Rescale the records from the line with "tag the woman's hand" up to and including the line with "(1022, 419)". Reproduce every line in that span unchanged, except multiply each point coordinate in the answers by 1.45 and round it to a whole number, with halves rounded up, and output only those lines.

§ **Dataset**
########
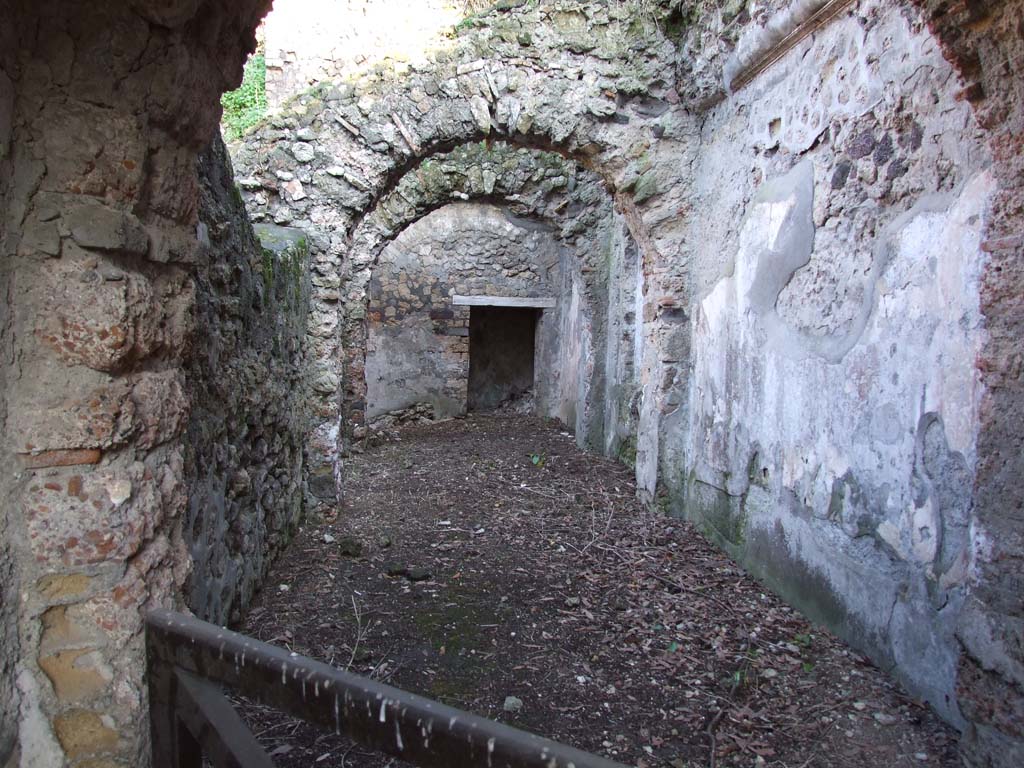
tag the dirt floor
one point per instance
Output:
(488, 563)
########
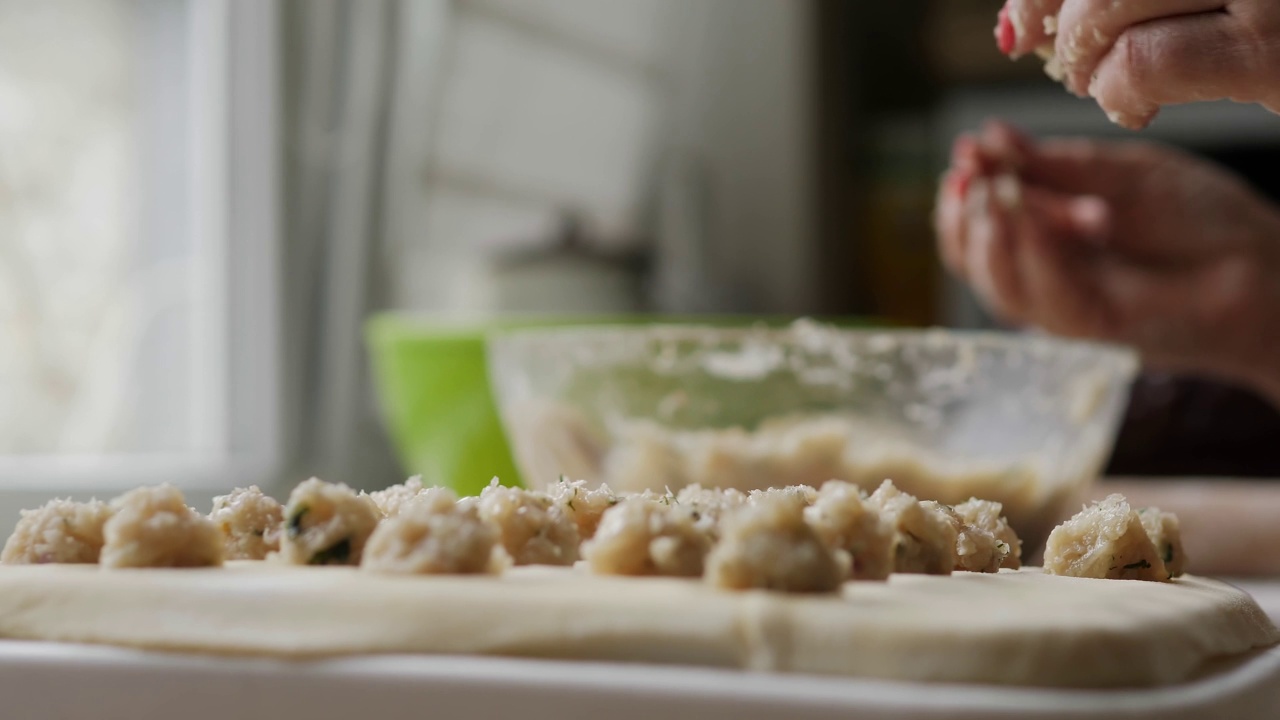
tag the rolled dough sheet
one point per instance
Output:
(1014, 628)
########
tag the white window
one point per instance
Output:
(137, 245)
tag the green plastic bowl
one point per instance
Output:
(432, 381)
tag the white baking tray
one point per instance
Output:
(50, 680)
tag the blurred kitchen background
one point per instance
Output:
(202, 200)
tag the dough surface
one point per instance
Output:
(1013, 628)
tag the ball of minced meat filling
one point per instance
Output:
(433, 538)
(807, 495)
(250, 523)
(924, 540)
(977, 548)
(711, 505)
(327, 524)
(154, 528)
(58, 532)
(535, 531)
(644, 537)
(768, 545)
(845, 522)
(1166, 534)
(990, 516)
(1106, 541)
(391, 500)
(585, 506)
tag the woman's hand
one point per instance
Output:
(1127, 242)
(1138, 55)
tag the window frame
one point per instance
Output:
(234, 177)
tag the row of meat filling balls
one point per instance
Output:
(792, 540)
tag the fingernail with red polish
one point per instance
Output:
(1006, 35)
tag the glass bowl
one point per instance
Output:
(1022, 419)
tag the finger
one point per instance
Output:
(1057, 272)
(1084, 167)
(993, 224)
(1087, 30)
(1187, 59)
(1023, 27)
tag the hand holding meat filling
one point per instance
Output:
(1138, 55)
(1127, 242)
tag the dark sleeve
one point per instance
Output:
########
§ **Answer in full**
tag the woman's hand
one point per instance
Output:
(1634, 351)
(1650, 80)
tag the window frame
one point per instance
Output:
(339, 257)
tag the row of meat filling balls
one point per instance
Output:
(1148, 783)
tag the fingernail with red polish
one point per instance
Output:
(1459, 51)
tag the glass bowl
one point per instance
Output:
(1482, 608)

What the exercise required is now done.